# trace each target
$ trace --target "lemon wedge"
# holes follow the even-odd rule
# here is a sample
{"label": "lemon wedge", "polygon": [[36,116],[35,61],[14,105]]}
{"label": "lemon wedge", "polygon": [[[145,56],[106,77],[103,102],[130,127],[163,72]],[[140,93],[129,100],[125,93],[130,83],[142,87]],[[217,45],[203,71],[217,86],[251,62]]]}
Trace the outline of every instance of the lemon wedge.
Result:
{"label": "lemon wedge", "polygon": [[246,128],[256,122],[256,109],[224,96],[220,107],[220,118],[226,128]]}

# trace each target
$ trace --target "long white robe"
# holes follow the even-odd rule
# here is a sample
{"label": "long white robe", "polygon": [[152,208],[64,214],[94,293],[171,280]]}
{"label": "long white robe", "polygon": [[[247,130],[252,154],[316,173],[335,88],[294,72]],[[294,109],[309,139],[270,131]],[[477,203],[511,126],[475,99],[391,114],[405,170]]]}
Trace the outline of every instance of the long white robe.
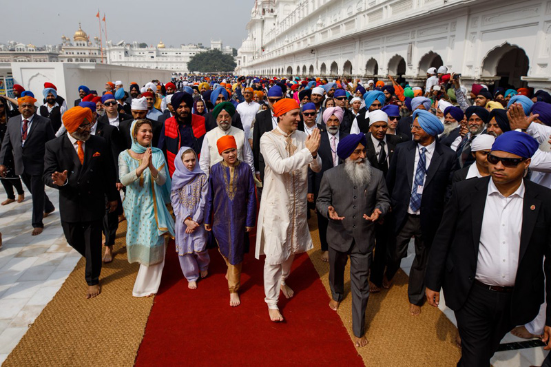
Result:
{"label": "long white robe", "polygon": [[295,131],[287,135],[278,127],[260,138],[260,153],[266,162],[258,213],[255,256],[266,255],[266,262],[282,264],[291,254],[313,247],[306,222],[308,167],[322,169],[306,148],[308,136]]}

================

What is required:
Rewrite every line of the entries above with "here is a sample" replaced by "for reference" and nothing else changed. Leave the pictures out.

Answer for this exercise:
# trace each target
$ trace --target "lemon wedge"
# holes follow the even-odd rule
# for reference
{"label": "lemon wedge", "polygon": [[36,116],[35,61],[14,105]]}
{"label": "lemon wedge", "polygon": [[[145,56],[106,77],[103,102],[130,127],[163,72]],[[140,93],[129,100],[125,93],[130,83],[142,87]],[[217,45],[203,71],[217,86],[251,62]]]}
Trace the outline of every instance of the lemon wedge.
Result:
{"label": "lemon wedge", "polygon": [[246,128],[256,122],[256,109],[224,96],[220,107],[220,118],[226,128]]}

# trace each target
$ trace --target "long white robe"
# holes follow the even-odd rule
# for reference
{"label": "long white robe", "polygon": [[152,208],[64,214],[94,293],[171,280]]}
{"label": "long white robe", "polygon": [[[247,130],[252,154],[316,173],[335,88],[294,72]],[[294,109],[309,139],[270,131]],[[477,203],[511,126],[475,99],[391,114],[405,170]]]}
Trace the outline of every instance of the long white robe.
Result:
{"label": "long white robe", "polygon": [[295,131],[287,135],[278,127],[260,138],[260,153],[266,162],[258,213],[255,256],[266,255],[266,262],[282,264],[291,254],[313,247],[306,222],[308,167],[322,169],[306,148],[308,136]]}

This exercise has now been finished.